» Document segment

--------------------------------------------------

Oh do grow up! I am certainly not "making a martyr" out of myself! I will try to explain it just one more time.
It's as simple as this - the more people there are in a household, the busier it is. That's not rocket science is it? The more pressure on the bathroom (fortunately we have three, but everyone wants to use the freestanding shower in the en suite, not the one over the bath). Five people needing access to the kitchen. Five people wanting to use the washing machine and tumble dryer, and inevitably they all want it at the same time. Five people getting ready/out to work/WFH/attend uni every morning. Five people inevitably create more mess than two or three do.

--------------------------------------------------

» Exercise data
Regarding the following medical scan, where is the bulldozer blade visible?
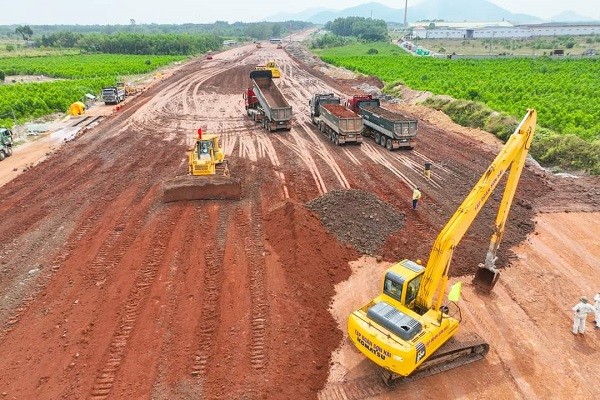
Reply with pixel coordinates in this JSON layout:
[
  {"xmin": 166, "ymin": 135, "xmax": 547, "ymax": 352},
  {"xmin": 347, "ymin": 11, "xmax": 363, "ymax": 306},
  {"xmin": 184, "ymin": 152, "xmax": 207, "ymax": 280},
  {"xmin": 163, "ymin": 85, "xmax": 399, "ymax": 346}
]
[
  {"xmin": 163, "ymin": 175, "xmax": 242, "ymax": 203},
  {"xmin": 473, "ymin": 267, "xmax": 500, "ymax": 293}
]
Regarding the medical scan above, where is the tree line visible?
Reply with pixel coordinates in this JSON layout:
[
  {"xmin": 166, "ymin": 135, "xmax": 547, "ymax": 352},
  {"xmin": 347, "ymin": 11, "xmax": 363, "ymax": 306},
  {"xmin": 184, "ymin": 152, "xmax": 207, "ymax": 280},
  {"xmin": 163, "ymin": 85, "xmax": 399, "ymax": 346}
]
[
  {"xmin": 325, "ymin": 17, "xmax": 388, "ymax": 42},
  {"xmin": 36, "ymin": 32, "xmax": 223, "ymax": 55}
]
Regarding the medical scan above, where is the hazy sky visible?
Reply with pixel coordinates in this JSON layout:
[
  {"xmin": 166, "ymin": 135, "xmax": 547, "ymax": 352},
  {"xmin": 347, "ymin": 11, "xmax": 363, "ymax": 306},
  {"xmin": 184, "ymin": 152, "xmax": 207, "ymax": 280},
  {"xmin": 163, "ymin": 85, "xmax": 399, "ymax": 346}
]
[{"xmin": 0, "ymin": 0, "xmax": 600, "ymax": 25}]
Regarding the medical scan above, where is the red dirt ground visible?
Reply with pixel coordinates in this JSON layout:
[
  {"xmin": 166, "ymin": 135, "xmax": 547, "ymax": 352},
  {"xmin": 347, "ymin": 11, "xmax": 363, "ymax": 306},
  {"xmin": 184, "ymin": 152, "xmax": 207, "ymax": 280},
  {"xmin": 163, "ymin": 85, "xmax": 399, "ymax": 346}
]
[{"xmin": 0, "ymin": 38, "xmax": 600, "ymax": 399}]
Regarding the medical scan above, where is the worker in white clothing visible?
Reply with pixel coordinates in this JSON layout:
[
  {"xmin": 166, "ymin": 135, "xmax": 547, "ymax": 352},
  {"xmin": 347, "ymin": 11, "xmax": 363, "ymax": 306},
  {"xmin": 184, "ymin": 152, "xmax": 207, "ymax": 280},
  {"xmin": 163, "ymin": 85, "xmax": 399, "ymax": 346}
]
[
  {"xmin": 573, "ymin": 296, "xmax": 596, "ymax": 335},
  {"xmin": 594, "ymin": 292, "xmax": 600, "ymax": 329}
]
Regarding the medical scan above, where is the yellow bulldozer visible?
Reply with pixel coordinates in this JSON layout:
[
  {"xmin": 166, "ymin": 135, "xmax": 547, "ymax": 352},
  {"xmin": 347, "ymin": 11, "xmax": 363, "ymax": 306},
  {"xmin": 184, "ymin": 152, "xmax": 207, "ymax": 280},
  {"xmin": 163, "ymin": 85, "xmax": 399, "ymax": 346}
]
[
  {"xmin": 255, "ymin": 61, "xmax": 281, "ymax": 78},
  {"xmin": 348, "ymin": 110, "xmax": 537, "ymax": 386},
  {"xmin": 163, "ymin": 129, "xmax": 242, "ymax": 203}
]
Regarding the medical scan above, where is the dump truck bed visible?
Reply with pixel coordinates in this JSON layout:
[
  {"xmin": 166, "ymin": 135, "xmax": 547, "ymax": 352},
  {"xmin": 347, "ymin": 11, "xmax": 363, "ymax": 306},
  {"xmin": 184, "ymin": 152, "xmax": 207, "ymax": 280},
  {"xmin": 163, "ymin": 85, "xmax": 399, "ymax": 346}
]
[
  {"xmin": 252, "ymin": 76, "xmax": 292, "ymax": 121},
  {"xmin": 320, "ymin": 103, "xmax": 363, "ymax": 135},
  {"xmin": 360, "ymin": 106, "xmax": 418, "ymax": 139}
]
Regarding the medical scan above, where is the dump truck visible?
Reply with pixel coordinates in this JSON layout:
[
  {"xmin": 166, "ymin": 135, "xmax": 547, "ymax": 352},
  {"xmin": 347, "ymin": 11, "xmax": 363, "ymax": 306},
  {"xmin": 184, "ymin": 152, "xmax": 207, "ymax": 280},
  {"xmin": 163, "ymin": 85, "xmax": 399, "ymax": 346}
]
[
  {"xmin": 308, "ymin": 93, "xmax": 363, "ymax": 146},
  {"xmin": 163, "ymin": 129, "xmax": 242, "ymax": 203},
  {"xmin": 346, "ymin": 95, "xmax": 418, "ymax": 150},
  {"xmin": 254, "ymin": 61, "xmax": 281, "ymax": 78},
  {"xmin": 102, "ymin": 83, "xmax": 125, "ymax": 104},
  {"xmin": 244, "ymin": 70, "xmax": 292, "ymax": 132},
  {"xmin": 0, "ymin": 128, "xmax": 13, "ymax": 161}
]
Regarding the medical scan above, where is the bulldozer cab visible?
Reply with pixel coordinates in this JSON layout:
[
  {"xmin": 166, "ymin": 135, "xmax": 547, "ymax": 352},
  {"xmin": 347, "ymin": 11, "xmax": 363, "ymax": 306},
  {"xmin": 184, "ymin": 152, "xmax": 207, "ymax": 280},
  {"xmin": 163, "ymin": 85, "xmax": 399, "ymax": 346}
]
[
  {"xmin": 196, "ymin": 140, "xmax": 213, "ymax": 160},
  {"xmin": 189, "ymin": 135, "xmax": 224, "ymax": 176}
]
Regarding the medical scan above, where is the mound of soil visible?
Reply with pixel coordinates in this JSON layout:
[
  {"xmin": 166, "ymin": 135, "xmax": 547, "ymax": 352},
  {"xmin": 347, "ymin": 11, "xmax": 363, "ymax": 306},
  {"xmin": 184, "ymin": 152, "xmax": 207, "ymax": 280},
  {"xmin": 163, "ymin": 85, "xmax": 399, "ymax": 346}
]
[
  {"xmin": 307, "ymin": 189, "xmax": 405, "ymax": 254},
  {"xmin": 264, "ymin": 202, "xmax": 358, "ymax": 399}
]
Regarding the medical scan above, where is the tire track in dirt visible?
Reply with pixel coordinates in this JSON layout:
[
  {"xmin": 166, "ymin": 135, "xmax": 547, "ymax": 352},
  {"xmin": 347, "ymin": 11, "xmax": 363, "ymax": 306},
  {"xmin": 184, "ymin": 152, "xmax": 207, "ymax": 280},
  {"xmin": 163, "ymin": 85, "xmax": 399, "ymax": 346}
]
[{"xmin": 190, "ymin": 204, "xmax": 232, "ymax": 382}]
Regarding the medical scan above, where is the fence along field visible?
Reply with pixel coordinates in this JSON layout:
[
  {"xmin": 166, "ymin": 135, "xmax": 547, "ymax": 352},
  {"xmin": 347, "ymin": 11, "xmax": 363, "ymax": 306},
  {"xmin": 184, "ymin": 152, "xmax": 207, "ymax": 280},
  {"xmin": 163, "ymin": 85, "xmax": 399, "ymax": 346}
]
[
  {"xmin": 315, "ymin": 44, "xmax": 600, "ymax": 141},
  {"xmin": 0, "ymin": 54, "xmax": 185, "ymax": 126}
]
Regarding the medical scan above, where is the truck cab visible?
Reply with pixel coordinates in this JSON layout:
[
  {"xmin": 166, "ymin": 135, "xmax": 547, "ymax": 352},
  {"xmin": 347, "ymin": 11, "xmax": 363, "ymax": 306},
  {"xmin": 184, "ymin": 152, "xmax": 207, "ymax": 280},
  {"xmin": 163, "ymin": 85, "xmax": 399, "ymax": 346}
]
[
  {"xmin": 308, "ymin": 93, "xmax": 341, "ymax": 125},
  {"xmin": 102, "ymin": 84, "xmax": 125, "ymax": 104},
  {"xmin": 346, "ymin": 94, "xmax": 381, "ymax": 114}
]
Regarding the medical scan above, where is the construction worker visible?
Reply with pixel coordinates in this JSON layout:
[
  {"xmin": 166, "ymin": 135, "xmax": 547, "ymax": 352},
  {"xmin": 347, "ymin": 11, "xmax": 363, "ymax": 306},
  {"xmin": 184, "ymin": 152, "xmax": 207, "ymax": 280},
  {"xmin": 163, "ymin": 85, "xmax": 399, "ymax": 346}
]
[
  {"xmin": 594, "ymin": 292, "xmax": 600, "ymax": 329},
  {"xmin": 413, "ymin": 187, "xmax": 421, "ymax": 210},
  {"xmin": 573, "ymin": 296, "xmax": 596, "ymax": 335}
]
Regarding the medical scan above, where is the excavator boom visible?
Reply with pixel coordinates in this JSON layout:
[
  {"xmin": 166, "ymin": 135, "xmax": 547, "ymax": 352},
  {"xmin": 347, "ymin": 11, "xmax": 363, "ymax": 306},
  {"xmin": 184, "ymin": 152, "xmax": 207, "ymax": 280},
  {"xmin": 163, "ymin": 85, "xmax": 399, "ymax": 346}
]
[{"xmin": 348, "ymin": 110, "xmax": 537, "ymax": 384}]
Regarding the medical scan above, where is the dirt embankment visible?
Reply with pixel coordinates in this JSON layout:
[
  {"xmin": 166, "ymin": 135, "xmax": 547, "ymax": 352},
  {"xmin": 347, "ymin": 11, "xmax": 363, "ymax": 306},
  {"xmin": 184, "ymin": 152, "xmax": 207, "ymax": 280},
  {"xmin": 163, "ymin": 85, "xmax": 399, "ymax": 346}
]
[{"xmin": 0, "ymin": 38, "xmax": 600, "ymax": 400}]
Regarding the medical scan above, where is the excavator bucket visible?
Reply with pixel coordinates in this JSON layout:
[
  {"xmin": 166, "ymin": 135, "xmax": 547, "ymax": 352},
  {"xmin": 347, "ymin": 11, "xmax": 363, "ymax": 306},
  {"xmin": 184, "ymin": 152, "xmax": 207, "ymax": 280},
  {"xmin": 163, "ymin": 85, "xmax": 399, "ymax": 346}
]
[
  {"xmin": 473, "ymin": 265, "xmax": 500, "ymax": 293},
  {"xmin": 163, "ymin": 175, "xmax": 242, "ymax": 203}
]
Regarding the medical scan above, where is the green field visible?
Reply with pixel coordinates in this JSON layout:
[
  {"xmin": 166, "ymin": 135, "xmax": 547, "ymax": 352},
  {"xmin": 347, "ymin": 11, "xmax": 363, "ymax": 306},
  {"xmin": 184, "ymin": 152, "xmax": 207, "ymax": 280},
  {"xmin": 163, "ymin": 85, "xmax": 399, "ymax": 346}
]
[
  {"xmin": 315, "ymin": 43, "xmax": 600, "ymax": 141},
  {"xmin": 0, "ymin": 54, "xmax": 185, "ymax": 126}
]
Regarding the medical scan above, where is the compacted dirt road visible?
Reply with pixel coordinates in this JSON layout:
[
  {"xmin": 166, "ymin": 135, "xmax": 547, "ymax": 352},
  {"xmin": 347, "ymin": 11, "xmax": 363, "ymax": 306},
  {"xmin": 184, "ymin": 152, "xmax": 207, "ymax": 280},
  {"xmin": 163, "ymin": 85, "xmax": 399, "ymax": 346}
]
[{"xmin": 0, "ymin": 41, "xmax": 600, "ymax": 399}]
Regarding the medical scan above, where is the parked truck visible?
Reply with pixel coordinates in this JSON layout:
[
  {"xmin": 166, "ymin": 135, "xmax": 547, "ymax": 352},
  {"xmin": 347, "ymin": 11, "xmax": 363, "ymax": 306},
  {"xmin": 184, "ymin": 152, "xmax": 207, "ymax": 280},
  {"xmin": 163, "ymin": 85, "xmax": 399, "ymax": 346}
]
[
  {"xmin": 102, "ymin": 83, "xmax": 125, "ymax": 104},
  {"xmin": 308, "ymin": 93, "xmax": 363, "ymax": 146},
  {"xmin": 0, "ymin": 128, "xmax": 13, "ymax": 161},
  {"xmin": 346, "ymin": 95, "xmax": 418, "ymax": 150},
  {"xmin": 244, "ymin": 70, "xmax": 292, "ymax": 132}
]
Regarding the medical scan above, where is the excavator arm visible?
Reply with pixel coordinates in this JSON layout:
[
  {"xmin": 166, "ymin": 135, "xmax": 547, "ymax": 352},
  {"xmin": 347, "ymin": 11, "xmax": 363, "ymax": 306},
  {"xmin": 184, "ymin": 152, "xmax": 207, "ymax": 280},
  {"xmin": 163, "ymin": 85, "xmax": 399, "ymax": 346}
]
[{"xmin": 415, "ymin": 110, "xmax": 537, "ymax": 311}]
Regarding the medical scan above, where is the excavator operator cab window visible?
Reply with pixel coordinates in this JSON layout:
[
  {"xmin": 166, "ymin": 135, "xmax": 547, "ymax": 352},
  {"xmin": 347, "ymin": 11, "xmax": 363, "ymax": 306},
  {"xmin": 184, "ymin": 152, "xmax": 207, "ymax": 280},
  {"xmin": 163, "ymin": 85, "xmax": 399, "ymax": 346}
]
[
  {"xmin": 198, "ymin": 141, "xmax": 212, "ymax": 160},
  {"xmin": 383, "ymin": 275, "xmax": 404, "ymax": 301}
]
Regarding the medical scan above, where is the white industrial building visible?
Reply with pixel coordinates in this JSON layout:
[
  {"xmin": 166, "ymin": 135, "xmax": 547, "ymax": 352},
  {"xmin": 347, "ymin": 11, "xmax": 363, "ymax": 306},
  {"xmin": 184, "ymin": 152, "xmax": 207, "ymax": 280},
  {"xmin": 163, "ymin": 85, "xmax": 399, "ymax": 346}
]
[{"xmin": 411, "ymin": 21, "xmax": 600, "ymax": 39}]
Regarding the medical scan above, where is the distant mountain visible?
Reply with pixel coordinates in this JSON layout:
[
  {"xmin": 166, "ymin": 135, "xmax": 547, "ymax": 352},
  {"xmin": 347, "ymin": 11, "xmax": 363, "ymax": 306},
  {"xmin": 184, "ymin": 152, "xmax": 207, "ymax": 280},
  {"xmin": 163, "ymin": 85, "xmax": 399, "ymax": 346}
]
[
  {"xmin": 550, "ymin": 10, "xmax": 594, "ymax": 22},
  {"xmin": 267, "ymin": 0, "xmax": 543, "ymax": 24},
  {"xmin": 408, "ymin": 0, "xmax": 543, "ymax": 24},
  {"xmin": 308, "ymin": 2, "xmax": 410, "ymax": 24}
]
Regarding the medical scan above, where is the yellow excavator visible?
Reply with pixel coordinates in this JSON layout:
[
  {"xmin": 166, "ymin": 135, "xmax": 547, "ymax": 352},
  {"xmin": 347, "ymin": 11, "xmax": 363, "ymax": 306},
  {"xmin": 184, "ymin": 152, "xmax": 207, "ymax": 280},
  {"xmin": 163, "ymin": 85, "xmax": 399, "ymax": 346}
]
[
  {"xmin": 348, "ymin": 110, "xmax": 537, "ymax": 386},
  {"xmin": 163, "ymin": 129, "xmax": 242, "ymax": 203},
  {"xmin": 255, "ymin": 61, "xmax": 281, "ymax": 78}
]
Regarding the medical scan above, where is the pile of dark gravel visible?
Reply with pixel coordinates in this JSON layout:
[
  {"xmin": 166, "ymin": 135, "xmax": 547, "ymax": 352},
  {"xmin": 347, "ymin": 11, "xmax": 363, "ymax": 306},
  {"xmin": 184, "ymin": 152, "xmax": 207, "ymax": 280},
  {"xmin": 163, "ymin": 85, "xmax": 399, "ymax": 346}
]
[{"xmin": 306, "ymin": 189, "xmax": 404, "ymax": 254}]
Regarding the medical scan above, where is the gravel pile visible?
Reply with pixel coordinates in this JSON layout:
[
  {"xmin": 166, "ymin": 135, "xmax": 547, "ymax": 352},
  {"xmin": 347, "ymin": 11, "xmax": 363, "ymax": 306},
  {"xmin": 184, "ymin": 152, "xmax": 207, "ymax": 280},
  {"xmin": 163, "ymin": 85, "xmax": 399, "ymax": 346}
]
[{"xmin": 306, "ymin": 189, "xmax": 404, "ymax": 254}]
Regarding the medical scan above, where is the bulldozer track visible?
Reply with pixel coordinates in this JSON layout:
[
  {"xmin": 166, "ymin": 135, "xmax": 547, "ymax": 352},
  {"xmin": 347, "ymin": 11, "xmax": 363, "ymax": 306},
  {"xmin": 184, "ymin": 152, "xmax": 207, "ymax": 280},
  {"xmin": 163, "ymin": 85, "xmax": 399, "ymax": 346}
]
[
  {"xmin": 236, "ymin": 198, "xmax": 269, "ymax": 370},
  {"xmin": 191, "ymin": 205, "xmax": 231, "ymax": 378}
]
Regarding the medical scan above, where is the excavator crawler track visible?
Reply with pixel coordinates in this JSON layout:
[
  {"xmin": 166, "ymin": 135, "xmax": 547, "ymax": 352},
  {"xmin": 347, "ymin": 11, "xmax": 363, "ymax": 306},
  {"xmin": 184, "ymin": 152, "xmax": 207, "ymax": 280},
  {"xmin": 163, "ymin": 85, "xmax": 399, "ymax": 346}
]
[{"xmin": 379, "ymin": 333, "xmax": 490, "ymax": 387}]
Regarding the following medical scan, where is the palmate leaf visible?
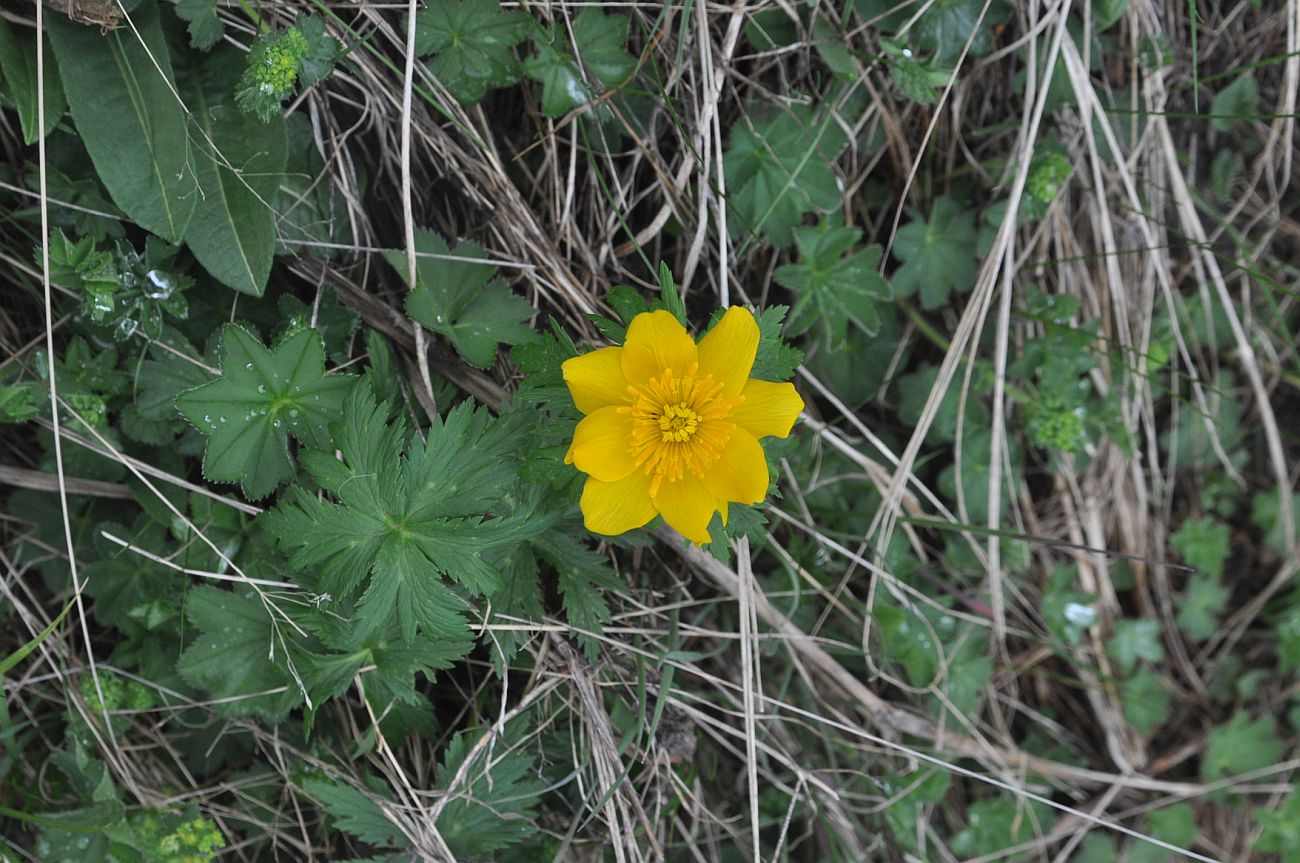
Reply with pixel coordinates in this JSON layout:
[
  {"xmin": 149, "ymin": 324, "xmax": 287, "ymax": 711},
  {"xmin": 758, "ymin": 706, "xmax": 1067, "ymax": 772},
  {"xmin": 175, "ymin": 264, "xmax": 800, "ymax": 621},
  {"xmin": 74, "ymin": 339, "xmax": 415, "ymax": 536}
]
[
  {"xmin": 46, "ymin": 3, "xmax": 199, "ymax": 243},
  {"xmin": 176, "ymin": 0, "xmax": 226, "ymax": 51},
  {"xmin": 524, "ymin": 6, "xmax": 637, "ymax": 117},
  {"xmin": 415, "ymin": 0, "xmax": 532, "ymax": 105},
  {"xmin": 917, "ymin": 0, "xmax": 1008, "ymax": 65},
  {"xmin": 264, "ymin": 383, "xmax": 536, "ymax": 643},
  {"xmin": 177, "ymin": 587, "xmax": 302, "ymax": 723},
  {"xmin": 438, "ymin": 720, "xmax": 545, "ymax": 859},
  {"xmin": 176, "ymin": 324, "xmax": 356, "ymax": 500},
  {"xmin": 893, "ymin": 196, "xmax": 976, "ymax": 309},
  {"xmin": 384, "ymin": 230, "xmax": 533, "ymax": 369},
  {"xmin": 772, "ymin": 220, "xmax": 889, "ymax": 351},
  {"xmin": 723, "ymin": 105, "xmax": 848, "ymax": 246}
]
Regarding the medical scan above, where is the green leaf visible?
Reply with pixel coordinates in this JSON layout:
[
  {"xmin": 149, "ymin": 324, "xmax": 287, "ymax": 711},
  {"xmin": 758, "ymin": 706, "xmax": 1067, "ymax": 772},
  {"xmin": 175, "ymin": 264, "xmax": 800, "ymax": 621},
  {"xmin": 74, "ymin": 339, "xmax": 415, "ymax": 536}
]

--------------------------------------------------

» Tasks to carry out
a. Reproduce the stretch of the passage about a crowded household from "Oh do grow up!" through "or three do.", keeping every character unchanged.
b. Return each line of the records that contains the string "truck".

» Complete answers
a.
Oh do grow up! I am certainly not "making a martyr" out of myself! I will try to explain it just one more time.
It's as simple as this - the more people there are in a household, the busier it is. That's not rocket science is it? The more pressure on the bathroom (fortunately we have three, but everyone wants to use the freestanding shower in the en suite, not the one over the bath). Five people needing access to the kitchen. Five people wanting to use the washing machine and tumble dryer, and inevitably they all want it at the same time. Five people getting ready/out to work/WFH/attend uni every morning. Five people inevitably create more mess than two or three do.

b.
Regarding the medical scan above, where is the dump truck bed visible?
Regarding the medical scan above, where is the dump truck visible?
Regarding the medical scan above, where is the truck cab visible?
Regarding the medical scan above, where is the parked truck visible?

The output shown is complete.